À Marseille, le Festival technocritique Le nuage était sous nos pieds nous emmène sur la trace de nos données numériques. C’est à l’intérieur du port autonome que, loin des regards, d’immenses ordinateurs méga bétonnés en surchauffe les stockent.
Samedi tôt matin. C’est le deuxième jour du Festival technocritique Le nuage était sous nos pieds, organisé par le Nuage, collectif composé des Gammares, de Technopolice et de La Quadrature du Net. Il pleut. Baskets au pied, on est une bonne centaine au rendez-vous pour la rando de sept kilomètres tout au long du Grand Port Maritime de Marseille (ex-port autonome), jalonnée de sa douzaine de data center. Invisibles et pourtant sous nos yeux – on compte plus de 300 centres de colocation en France et 5000 salles informatiques ou data center privés de plus de 200 m2 (hôpitaux, établissements bancaires…) – ces mégas ordinateurs qui recueillent des données par milliards, sont loués aux géants du numérique, les GAFAM en première ligne. Ainsi d’étape en étape, une dizaine d’intervenant.e.s vont nous dévoiler avec brio quelques-unes des multiples faces cachées de l’univers des data center. Friands de percer l’envers du décor de nos activités numériques, nous voilà prêts à la découverte.
GAFAM-sur-Mer
À la première halte effectuée au pied d’un immeuble d’une cité des quartiers Nord, le regard plonge sur la mer splendide qui s’étire vers le lointain, revient plus près sur la digue du large en délabrement, pour s’arrêter juste en contrebas. Là, un peu médusés, nous découvrons si proches et réels, les data center MRS2, MRS3 et MRS4 qui s’étendent sur 18 200 m2 de terrain public appartenant au port autonome. L’un d’eux a été aménagé dans les murs d’un ancien bunker nazi datant de 1942. Ces bâtiments gigantesques abritent des serveurs qui font office d’ordinateurs à très grande capacité rassemblant nos milliards de données, vidéos, mails, etc. Sous forme de racks, ou de boîtes à chaussures, les serveurs sont agencés par milliers en rangs et colonnes impeccables, bien au frais dans les data center.

------------------------------------------------

Consigne: Dites si chacune des affirmations suivantes est conforme au texte sur les data center du port de Marseille, en répondant par oui ou non et en citant les mots exacts du texte qui permettent de trancher. (a) La randonnée du festival fait sept kilomètres le long du Grand Port Maritime de Marseille. (b) Les data center MRS2, MRS3 et MRS4 sont installés sur un terrain privé. (c) L’un de ces data center occupe un ancien bunker datant de 1942.

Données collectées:

------------------------------------------------

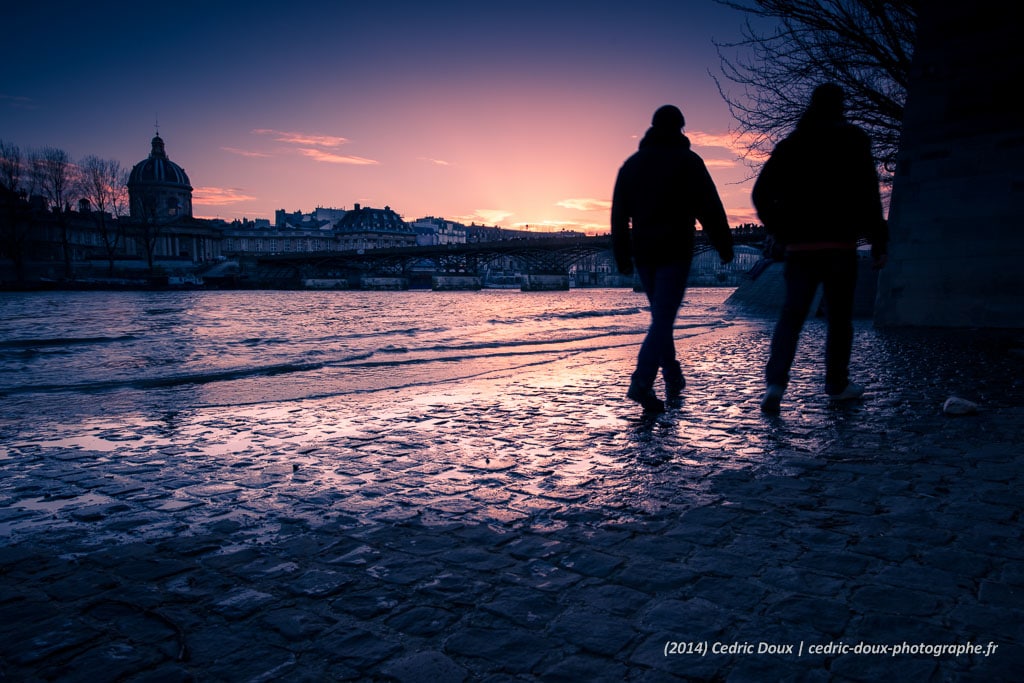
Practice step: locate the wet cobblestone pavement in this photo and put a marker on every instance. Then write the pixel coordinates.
(535, 527)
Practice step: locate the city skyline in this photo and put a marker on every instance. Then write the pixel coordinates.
(510, 116)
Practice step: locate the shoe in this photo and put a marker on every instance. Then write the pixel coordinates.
(674, 383)
(773, 398)
(646, 398)
(851, 392)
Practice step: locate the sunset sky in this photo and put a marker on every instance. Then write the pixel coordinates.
(510, 114)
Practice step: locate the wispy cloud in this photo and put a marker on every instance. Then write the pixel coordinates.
(736, 143)
(489, 216)
(245, 153)
(331, 158)
(219, 196)
(17, 101)
(317, 147)
(303, 138)
(585, 204)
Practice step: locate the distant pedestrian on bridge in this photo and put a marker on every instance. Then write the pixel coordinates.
(817, 195)
(660, 191)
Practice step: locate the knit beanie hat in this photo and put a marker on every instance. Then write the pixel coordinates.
(668, 118)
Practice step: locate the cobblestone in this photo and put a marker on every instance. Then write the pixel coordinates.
(535, 527)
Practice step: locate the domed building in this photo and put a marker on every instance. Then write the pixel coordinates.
(159, 189)
(364, 227)
(161, 214)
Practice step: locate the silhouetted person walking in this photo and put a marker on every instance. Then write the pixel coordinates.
(659, 194)
(816, 196)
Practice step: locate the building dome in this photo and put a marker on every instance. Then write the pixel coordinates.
(159, 189)
(366, 219)
(158, 168)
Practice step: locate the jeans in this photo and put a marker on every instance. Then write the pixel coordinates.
(665, 287)
(837, 271)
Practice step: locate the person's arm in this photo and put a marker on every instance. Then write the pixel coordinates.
(712, 216)
(622, 246)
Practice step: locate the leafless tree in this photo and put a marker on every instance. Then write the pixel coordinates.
(791, 46)
(104, 184)
(10, 166)
(148, 227)
(53, 175)
(15, 222)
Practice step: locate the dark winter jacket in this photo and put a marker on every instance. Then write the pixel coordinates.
(659, 193)
(819, 188)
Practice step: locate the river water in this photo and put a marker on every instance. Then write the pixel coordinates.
(69, 355)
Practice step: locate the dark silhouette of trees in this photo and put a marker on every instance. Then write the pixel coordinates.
(104, 184)
(148, 227)
(790, 46)
(53, 176)
(15, 223)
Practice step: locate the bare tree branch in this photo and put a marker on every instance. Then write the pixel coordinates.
(791, 46)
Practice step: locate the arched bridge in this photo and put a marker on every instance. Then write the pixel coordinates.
(539, 255)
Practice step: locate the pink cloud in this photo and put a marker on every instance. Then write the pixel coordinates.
(585, 204)
(245, 153)
(331, 158)
(303, 138)
(219, 196)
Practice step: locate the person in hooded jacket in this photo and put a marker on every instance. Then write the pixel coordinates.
(817, 195)
(660, 191)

------------------------------------------------

Corrigé:
(a) Oui : « la rando de sept kilomètres tout au long du Grand Port Maritime de Marseille »
(b) Non : « qui s’étendent sur 18 200 m2 de terrain public appartenant au port autonome »
(c) Oui : « L’un d’eux a été aménagé dans les murs d’un ancien bunker nazi datant de 1942 »